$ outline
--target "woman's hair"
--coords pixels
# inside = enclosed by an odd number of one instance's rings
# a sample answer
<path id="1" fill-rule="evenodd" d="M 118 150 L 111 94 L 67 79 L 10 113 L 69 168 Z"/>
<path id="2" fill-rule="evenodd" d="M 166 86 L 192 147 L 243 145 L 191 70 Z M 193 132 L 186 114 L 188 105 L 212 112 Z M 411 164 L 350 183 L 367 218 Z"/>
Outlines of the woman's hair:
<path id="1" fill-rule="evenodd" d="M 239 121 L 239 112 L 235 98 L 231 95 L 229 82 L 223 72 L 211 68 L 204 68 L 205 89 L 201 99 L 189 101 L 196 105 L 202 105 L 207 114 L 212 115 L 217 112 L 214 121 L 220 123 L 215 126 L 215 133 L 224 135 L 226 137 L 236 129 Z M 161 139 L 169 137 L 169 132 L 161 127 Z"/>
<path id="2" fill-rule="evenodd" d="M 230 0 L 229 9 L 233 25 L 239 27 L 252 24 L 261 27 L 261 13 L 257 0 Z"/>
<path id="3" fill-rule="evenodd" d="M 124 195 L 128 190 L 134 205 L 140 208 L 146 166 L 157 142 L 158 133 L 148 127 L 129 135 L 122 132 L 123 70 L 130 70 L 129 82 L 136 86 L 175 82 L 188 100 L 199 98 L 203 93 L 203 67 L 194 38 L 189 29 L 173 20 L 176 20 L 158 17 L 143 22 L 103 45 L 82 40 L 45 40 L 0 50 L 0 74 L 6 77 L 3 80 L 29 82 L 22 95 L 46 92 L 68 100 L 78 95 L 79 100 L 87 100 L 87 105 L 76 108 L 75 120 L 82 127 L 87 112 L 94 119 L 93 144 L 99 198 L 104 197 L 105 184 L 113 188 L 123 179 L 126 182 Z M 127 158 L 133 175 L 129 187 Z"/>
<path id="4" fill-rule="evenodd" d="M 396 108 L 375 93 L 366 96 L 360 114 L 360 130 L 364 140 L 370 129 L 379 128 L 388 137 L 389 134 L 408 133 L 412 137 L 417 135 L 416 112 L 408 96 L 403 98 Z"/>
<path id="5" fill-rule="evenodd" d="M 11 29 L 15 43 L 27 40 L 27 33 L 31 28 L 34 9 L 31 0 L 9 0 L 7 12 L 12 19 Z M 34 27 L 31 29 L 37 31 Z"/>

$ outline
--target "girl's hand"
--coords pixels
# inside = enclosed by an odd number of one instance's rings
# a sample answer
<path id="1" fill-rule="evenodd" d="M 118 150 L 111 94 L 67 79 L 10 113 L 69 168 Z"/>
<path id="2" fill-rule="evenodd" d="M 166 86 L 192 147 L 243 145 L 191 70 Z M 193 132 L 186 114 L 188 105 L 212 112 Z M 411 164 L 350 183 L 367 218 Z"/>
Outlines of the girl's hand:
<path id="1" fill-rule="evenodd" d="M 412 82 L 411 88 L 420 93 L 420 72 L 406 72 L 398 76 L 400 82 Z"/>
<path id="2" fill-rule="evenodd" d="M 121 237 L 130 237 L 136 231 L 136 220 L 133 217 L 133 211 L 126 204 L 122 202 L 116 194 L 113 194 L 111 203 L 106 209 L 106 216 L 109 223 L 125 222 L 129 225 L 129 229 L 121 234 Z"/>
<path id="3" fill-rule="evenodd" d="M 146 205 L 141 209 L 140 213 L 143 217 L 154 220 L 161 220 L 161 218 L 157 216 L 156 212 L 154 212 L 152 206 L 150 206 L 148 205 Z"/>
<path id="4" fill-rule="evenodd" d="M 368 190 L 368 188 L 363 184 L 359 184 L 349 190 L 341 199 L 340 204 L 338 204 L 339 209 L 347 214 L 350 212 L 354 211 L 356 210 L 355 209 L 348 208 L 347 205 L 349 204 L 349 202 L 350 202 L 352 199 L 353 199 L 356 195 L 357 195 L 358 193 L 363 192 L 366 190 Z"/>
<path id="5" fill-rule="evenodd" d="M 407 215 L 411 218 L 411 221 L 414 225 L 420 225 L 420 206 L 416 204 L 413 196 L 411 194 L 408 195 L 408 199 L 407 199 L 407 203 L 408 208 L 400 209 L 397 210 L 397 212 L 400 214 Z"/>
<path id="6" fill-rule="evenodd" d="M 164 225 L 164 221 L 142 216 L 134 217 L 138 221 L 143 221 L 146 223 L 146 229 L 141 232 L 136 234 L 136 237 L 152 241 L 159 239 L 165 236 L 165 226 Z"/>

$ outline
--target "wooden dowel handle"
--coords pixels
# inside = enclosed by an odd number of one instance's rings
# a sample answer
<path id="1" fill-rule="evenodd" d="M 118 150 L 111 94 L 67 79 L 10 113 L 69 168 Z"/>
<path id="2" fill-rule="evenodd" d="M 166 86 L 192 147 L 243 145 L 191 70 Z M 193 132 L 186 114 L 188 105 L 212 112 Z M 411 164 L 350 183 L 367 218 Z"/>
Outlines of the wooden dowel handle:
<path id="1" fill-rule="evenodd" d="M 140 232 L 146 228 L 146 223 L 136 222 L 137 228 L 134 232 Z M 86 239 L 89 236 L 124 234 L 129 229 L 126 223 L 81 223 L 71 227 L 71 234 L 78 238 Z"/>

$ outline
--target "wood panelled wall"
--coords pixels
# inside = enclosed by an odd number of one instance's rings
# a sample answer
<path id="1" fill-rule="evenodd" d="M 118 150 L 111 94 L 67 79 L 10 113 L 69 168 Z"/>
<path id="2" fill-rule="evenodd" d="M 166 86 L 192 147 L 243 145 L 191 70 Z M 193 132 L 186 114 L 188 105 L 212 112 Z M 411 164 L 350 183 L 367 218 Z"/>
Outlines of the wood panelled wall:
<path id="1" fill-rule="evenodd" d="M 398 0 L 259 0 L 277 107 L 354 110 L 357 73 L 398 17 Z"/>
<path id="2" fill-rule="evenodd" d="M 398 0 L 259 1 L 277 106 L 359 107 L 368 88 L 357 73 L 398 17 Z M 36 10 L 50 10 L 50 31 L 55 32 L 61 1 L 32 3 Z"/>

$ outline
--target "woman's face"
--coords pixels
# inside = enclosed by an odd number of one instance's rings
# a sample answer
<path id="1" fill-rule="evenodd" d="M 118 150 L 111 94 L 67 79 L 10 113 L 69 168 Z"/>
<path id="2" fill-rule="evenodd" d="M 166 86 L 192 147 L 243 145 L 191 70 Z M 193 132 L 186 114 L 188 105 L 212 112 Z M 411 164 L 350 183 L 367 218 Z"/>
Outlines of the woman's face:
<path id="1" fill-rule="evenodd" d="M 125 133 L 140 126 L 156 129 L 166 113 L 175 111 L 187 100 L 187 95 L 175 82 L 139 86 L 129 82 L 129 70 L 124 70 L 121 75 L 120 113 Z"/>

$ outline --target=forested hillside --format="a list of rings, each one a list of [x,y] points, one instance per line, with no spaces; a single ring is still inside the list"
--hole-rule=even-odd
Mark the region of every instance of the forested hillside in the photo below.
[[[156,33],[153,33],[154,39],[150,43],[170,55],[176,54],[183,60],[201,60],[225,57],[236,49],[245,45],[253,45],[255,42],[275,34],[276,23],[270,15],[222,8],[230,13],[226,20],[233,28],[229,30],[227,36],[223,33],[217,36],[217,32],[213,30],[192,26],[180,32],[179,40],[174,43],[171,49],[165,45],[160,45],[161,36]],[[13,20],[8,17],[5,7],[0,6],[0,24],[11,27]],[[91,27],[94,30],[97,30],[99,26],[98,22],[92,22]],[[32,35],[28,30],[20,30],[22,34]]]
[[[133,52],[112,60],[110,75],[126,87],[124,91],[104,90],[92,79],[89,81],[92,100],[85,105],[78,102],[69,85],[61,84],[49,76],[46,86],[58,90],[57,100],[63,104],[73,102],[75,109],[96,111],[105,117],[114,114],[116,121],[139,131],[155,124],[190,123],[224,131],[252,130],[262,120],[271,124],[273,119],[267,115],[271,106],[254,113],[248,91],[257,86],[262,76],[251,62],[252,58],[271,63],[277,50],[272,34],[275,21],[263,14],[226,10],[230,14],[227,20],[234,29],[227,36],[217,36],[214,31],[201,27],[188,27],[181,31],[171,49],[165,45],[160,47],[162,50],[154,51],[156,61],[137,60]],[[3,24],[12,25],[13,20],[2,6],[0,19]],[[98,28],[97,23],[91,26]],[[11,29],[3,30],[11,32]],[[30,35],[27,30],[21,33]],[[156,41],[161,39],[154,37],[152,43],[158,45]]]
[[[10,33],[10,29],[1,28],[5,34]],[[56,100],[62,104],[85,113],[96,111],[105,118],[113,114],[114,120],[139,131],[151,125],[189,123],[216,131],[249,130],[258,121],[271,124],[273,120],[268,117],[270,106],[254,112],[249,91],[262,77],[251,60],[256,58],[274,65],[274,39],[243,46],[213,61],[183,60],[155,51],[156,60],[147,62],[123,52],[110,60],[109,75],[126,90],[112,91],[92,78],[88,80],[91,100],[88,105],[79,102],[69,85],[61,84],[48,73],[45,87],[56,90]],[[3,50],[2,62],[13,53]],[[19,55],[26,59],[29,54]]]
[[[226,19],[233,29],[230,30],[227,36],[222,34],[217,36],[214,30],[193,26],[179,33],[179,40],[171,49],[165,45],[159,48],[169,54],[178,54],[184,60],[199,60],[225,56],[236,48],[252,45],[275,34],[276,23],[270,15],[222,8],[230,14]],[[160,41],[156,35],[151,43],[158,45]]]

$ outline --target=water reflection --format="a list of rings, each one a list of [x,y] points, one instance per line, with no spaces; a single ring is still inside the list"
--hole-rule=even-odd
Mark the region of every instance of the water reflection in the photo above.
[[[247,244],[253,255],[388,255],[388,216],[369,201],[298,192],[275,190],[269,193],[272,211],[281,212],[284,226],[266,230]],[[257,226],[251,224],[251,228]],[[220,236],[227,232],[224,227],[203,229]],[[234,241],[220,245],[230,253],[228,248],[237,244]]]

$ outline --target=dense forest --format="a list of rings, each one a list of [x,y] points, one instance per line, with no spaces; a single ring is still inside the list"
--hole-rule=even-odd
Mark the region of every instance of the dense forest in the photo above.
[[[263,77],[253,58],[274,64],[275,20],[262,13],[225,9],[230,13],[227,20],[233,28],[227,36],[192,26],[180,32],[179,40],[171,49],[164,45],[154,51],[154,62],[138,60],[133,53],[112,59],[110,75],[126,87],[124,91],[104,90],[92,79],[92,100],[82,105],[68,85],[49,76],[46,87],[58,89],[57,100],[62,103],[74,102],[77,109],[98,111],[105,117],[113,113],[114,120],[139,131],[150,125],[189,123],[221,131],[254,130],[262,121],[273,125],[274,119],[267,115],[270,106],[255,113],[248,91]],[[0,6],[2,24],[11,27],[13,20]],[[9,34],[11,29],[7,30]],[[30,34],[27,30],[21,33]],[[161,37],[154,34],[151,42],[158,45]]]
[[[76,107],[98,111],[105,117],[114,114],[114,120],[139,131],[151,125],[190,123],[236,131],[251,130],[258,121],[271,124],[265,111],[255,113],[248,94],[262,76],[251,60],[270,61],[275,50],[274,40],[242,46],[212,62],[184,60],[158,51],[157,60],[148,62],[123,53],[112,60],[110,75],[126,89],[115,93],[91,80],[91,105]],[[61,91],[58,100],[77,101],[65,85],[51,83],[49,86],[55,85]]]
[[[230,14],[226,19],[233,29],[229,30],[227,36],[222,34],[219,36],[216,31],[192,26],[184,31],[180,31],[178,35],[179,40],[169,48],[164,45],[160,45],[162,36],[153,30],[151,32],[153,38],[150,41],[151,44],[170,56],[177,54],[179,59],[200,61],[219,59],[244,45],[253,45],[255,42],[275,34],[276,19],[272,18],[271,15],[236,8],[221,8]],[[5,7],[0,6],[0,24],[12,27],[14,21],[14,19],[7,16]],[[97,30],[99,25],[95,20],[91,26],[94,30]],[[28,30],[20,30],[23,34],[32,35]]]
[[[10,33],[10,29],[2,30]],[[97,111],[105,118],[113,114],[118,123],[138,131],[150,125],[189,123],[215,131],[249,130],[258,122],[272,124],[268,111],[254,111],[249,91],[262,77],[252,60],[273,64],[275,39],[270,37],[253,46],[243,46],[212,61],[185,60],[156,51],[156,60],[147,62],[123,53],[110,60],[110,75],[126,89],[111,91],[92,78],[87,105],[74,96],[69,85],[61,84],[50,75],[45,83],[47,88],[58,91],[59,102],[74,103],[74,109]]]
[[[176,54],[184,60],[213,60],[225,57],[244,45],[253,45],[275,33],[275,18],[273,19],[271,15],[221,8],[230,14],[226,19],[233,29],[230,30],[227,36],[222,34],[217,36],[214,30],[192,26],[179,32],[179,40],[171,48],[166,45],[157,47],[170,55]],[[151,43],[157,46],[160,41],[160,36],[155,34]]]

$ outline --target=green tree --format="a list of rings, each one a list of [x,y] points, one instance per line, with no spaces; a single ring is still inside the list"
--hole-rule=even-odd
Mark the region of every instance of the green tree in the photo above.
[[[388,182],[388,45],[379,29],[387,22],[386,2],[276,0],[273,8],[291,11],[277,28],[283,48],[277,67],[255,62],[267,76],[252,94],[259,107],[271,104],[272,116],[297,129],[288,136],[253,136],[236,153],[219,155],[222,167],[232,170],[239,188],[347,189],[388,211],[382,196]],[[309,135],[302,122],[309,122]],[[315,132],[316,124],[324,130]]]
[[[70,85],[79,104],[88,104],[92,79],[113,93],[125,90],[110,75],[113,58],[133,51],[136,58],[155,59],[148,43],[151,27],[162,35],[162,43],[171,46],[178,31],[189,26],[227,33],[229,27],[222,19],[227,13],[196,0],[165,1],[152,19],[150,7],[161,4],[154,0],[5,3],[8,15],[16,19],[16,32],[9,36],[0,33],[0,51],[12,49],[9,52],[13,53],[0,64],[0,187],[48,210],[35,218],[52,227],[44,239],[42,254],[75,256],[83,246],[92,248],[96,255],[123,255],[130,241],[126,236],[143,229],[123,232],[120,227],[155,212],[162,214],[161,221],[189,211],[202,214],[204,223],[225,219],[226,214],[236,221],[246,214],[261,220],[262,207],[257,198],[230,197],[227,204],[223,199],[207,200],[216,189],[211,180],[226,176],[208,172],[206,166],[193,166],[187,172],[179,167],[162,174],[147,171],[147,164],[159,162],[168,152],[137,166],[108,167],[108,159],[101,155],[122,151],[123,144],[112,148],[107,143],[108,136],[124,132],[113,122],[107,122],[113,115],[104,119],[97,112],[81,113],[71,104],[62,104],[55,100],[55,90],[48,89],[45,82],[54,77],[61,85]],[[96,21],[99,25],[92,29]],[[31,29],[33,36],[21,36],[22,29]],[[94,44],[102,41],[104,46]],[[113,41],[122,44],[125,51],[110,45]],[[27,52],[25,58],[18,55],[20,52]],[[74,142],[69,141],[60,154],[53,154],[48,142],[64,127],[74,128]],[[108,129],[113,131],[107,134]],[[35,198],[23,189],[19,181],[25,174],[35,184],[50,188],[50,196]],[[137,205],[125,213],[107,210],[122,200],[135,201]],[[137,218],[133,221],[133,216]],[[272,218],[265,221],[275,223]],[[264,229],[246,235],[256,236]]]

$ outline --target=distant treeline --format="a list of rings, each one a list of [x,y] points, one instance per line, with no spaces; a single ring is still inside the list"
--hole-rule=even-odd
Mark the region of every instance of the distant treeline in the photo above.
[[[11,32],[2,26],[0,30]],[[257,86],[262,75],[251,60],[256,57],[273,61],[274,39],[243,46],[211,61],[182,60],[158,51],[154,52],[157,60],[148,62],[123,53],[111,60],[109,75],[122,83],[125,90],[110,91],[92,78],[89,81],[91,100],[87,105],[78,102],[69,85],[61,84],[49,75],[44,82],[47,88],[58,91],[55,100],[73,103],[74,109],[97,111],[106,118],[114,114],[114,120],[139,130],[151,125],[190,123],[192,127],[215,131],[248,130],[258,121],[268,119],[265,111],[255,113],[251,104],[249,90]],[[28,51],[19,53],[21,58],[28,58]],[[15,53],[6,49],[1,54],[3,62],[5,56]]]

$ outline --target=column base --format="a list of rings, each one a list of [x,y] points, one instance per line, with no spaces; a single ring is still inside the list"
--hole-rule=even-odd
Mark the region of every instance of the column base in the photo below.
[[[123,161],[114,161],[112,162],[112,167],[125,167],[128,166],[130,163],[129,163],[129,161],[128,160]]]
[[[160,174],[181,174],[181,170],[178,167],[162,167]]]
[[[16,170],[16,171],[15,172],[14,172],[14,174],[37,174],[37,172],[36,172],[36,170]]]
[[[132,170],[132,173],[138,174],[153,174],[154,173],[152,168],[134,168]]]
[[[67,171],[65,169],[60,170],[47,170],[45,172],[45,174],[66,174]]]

- - -

取り組む課題: エントリーの冒頭から「396 108 L 375」を含む行までの各行を、「woman's hair」を「man's hair」に置き換えて書き直しなさい。それ以外の部分は一切変えないこと。

演習の出力:
$ outline
--target "man's hair"
--coords pixels
# inside = enclosed by an odd number of one instance's rings
# a sample answer
<path id="1" fill-rule="evenodd" d="M 118 150 L 111 94 L 67 79 L 10 113 L 69 168 Z"/>
<path id="2" fill-rule="evenodd" d="M 166 86 L 192 147 L 243 145 L 191 70 Z M 193 132 L 186 114 L 188 105 L 212 112 Z M 411 164 L 350 183 L 367 218 Z"/>
Outlines of the man's hair:
<path id="1" fill-rule="evenodd" d="M 239 121 L 239 112 L 235 98 L 231 95 L 229 82 L 223 72 L 211 68 L 204 68 L 205 89 L 201 99 L 189 101 L 196 105 L 202 105 L 207 114 L 212 115 L 217 112 L 214 121 L 220 123 L 215 126 L 215 133 L 224 135 L 226 137 L 236 129 Z M 161 139 L 169 137 L 169 132 L 161 127 Z"/>
<path id="2" fill-rule="evenodd" d="M 230 0 L 229 9 L 233 25 L 239 27 L 252 24 L 261 27 L 261 13 L 257 0 Z"/>
<path id="3" fill-rule="evenodd" d="M 124 195 L 128 190 L 134 205 L 140 208 L 146 166 L 157 142 L 158 133 L 148 127 L 129 135 L 122 132 L 123 70 L 130 70 L 129 82 L 136 86 L 175 82 L 188 100 L 199 98 L 203 93 L 203 67 L 194 38 L 189 29 L 173 20 L 176 20 L 158 17 L 143 22 L 103 45 L 82 40 L 45 40 L 0 50 L 0 74 L 6 77 L 3 80 L 29 82 L 22 95 L 46 92 L 68 100 L 78 95 L 79 100 L 87 100 L 87 105 L 76 108 L 75 120 L 82 127 L 87 112 L 94 119 L 93 144 L 99 198 L 104 197 L 105 184 L 113 188 L 123 179 L 126 182 Z M 127 158 L 133 175 L 129 187 Z"/>
<path id="4" fill-rule="evenodd" d="M 396 108 L 375 93 L 366 96 L 360 114 L 360 130 L 364 140 L 370 129 L 379 128 L 388 137 L 389 134 L 408 133 L 412 137 L 417 135 L 416 112 L 408 96 L 403 98 Z"/>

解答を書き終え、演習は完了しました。